GIVEN INSTRUCTION 1 >>
Set down the entire page on Sumhpc directories word for word.

06 Directories

Overview

Teaching: 20 min
Exercises: 0 min
Questions
  • What does the directory structure look like in the Sumhpc environment?

  • Where do I have space to store files?

  • What is the fastscratch and why is it erased?

  • How do I transfer files into and out of Sumhpc?

  • Are there additional storage locations ?

Objectives
  • Know the 3 writeable locations on Sumhpc: /home/${USER}, /fastscratch, /projects

  • Know files are removed from /fastscratch after 10 days.

  • Know that additional storage is located in on Tier2 and Tier3 (archive), but these are not directly accessible on the HPC system.

  • Know globus is used to transfer data into and out of the HPC environment

What you will need to know today

We utilize 4 Tiers of storage each optimized for specific role.

Tier Mounted as Backups? Notes
Tier0 /fastscratch None shared space for temporary computational use
Tier1 /home & /projects No*  
Tier2 Not Mounted to HPC Yes** Used for storing “cooler” data, not meant for HPC computations
Tier3 Not Mounted to HPC Yes** Not accessible via Globus. Service desk ticket required for archival and retrieval.

* Tier1 is not backed up but does have hidden .snapshot directory for recovery of deleted files within 7 days (this is not a true backup).
** Tiers 2 & 3 have cross-site replication between cross-site replication between BH and CT.

We have 3 general locations (directories) we use for the HPC

Details and Suggestions for Directory Management for Your Review.

These are some suggestions for directory management

Directory Structure Best Practice

Time spent at the beginning of the project to define folder hierarchy and file naming conventions will make it much easier to keep things organized and findable, both throughout the project and after project completion. Adhering to well-thought out naming conventions:

  • helps prevent accidental overwrites or deletion
  • makes it easier to locate specific data files
  • makes collaborating on the same files less confusing

File naming best practices

Include a few pieces of descriptive information in the filename, in a standard order, to make it clear what the file contains. For example, filenames could include:

  • experiment name or acronym
  • researcher initials
  • date data collected
  • type of data
  • conditions
  • file version
  • file extension for application-specific files

Consider sort order:

If it is useful for files to stay in chronological order, a good convention is to start file names with YYYYMMDD or YYMMDD.

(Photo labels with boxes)
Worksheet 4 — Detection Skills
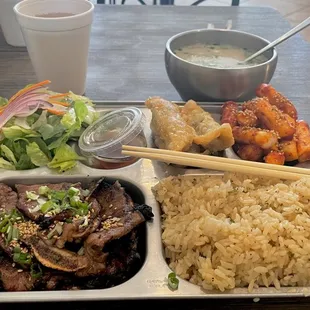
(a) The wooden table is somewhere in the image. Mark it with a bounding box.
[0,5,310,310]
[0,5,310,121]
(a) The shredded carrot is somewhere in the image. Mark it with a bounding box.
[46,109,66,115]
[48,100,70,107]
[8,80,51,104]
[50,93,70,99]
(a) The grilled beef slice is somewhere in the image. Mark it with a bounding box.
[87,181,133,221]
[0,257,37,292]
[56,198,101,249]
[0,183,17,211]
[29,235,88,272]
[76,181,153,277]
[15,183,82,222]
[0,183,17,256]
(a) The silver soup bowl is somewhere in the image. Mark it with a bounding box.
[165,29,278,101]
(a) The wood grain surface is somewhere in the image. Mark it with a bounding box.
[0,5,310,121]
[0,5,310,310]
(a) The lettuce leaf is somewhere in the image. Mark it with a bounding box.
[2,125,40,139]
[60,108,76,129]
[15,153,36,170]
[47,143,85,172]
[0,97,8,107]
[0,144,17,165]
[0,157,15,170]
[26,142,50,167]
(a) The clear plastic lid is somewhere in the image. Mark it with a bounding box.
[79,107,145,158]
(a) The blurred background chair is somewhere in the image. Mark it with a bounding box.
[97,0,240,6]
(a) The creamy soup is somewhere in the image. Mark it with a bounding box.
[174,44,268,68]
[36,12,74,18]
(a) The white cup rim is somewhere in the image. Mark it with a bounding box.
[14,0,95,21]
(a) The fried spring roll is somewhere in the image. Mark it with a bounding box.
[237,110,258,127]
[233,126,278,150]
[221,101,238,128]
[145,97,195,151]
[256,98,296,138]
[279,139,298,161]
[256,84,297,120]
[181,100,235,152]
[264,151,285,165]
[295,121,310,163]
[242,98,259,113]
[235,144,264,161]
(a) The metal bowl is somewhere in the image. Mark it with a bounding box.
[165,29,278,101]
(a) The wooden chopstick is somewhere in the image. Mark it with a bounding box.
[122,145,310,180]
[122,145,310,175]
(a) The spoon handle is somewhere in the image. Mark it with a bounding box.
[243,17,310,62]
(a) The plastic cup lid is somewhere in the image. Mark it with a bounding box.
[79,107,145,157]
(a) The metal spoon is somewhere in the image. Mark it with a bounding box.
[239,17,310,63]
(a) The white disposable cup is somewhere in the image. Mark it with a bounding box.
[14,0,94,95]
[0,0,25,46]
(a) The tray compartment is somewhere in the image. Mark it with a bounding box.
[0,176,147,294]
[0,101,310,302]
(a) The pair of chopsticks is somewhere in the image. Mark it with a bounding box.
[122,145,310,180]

GIVEN INSTRUCTION 2 >>
Output everything in the records from the line containing "(a) The fried" down to the end of the records as a JSON list of strings, one string per line, with blank lines left out.

FINAL RESULT 1 >>
06 Directories

Overview

Teaching: 20 min
Exercises: 0 min
Questions
  • What does the directory structure look like in the Sumhpc environment?

  • Where do I have space to store files?

  • What is the fastscratch and why is it erased?

  • How do I transfer files into and out of Sumhpc?

  • Are there additional storage locations ?

Objectives
  • Know the 3 writeable locations on Sumhpc: /home/${USER}, /fastscratch, /projects

  • Know files are removed from /fastscratch after 10 days.

  • Know that additional storage is located in on Tier2 and Tier3 (archive), but these are not directly accessible on the HPC system.

  • Know globus is used to transfer data into and out of the HPC environment

What you will need to know today

We utilize 4 Tiers of storage each optimized for specific role.

Tier Mounted as Backups? Notes
Tier0 /fastscratch None shared space for temporary computational use
Tier1 /home & /projects No*  
Tier2 Not Mounted to HPC Yes** Used for storing “cooler” data, not meant for HPC computations
Tier3 Not Mounted to HPC Yes** Not accessible via Globus. Service desk ticket required for archival and retrieval.

* Tier1 is not backed up but does have hidden .snapshot directory for recovery of deleted files within 7 days (this is not a true backup).
** Tiers 2 & 3 have cross-site replication between cross-site replication between BH and CT.

We have 3 general locations (directories) we use for the HPC

Details and Suggestions for Directory Management for Your Review.

These are some suggestions for directory management

Directory Structure Best Practice

Time spent at the beginning of the project to define folder hierarchy and file naming conventions will make it much easier to keep things organized and findable, both throughout the project and after project completion. Adhering to well-thought out naming conventions:

  • helps prevent accidental overwrites or deletion
  • makes it easier to locate specific data files
  • makes collaborating on the same files less confusing

File naming best practices

Include a few pieces of descriptive information in the filename, in a standard order, to make it clear what the file contains. For example, filenames could include:

  • experiment name or acronym
  • researcher initials
  • date data collected
  • type of data
  • conditions
  • file version
  • file extension for application-specific files

Consider sort order:

If it is useful for files to stay in chronological order, a good convention is to start file names with YYYYMMDD or YYMMDD.

FINAL RESULT 2 >>
[
  "(a) The fried spring roll is somewhere in the image. Mark it with a bounding box.",
  "[237,110,258,127]",
  "[233,126,278,150]",
  "[221,101,238,128]",
  "[145,97,195,151]",
  "[256,98,296,138]",
  "[279,139,298,161]",
  "[256,84,297,120]",
  "[181,100,235,152]",
  "[264,151,285,165]",
  "[295,121,310,163]",
  "[242,98,259,113]",
  "[235,144,264,161]",
  "(a) The metal bowl is somewhere in the image. Mark it with a bounding box.",
  "[165,29,278,101]",
  "(a) The wooden chopstick is somewhere in the image. Mark it with a bounding box.",
  "[122,145,310,180]",
  "[122,145,310,175]",
  "(a) The spoon handle is somewhere in the image. Mark it with a bounding box.",
  "[243,17,310,62]",
  "(a) The plastic cup lid is somewhere in the image. Mark it with a bounding box.",
  "[79,107,145,157]",
  "(a) The metal spoon is somewhere in the image. Mark it with a bounding box.",
  "[239,17,310,63]",
  "(a) The white disposable cup is somewhere in the image. Mark it with a bounding box.",
  "[14,0,94,95]",
  "[0,0,25,46]",
  "(a) The tray compartment is somewhere in the image. Mark it with a bounding box.",
  "[0,176,147,294]",
  "[0,101,310,302]",
  "(a) The pair of chopsticks is somewhere in the image. Mark it with a bounding box.",
  "[122,145,310,180]"
]